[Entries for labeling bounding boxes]

** Start **

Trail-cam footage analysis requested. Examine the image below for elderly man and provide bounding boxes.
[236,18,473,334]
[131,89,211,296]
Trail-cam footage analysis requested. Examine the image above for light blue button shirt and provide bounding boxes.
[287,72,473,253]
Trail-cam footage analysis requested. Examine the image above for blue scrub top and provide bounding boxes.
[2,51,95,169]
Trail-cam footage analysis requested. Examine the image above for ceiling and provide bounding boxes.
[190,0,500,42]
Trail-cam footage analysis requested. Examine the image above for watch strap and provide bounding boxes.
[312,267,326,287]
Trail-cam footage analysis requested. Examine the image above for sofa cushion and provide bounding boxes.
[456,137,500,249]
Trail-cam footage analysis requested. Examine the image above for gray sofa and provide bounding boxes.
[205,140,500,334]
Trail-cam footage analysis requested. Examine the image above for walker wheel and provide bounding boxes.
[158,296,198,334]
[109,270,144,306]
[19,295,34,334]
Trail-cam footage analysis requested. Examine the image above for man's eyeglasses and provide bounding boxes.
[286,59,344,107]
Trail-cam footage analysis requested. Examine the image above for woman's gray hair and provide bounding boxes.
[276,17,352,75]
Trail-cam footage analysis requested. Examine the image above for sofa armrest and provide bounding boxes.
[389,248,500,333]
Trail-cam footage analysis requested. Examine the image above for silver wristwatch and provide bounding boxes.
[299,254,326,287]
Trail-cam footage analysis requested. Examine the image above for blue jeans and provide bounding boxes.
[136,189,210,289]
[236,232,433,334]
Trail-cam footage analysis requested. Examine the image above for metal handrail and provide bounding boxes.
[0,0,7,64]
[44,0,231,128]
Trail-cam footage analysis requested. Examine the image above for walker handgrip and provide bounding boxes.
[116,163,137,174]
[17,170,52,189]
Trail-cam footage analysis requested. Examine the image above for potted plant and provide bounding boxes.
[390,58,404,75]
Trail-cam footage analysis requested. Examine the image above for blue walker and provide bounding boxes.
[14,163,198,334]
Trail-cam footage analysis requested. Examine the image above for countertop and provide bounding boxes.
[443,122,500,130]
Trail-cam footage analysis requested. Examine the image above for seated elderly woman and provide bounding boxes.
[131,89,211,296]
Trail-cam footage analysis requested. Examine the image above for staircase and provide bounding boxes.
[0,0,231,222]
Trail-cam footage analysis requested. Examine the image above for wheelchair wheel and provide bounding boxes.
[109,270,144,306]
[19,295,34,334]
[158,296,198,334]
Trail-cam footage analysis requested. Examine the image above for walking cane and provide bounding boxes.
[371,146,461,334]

** End **

§ **WORK REQUIRED**:
Copy out every item above word for word, changing nothing.

§ **EXERCISE RESPONSE**:
Trail-cam footage analysis requested. Examine the image below for elderly man and provide bounding boxes.
[236,18,473,334]
[131,89,211,296]
Trail-cam footage analysis requested. Examine the image above for light blue button shirt and provide bounding boxes.
[287,72,473,253]
Trail-cam footage analysis requested. Examine the image above for blue scrub top and provide bounding boxes.
[2,51,95,169]
Trail-cam footage analysis requested. Examine the image above for ceiling and provide bounding boxes.
[190,0,500,42]
Trail-cam footage analysis requested. Examine the image above for watch strap and provide bounding boxes.
[312,267,326,287]
Trail-cam footage analysis requested. Examine the image above for sofa cushion and provide bounding boxes.
[456,137,500,249]
Trail-cam footage analysis requested. Examine the image above for gray sofa and provide bounding boxes.
[205,140,500,334]
Trail-cam footage analysis requested. Examine the image above for walker wheel and provide bounding boxes.
[158,296,198,334]
[109,270,144,306]
[19,295,34,334]
Trail-cam footage analysis requested. Examine the image above for man's eyeglasses and provide bounding boxes.
[286,59,344,107]
Trail-cam footage analysis requested. Examine the image above for woman's gray hair and provide bounding boxes.
[276,17,352,75]
Trail-cam footage analysis requested. Examine the image above for sofa armrest and provide bounding boxes.
[389,248,500,333]
Trail-cam footage analysis requested. Examine the image above for silver wristwatch and provide bounding boxes.
[299,254,326,287]
Trail-cam footage analysis requested. Examine the image above for blue jeans and provide bounding boxes.
[136,189,210,289]
[236,232,433,334]
Trail-cam footage analysis requested. Examine the image above for metal handrail and provide bounding boxes.
[0,0,7,64]
[44,0,231,128]
Trail-cam footage analysis requested. Examine the image above for walker handgrip and provide bounding boxes.
[116,163,137,174]
[17,170,52,189]
Trail-cam footage analysis requested. Examine the image above for potted plant and provide bounding boxes.
[390,58,404,75]
Trail-cam footage analysis requested. Examine the image above for blue walker and provide bounding boxes.
[14,163,198,334]
Trail-cam footage analysis requested. Examine the image above for countertop and provide bounding boxes.
[443,122,500,130]
Trail-cam footage analysis requested. Examine the image above for seated elderly woman and provide bounding boxes.
[131,89,211,296]
Trail-cam footage analysis requested. Examine the image above for staircase and provide bounding boxes.
[0,0,231,222]
Trail-cam footage analysis requested. Examine the image above for wheelchair wheel and provide bounding boxes.
[109,270,144,306]
[19,295,34,334]
[158,296,198,334]
Trail-cam footage analysis requested. Examine the image above for walking cane and provide bounding boxes.
[371,146,461,334]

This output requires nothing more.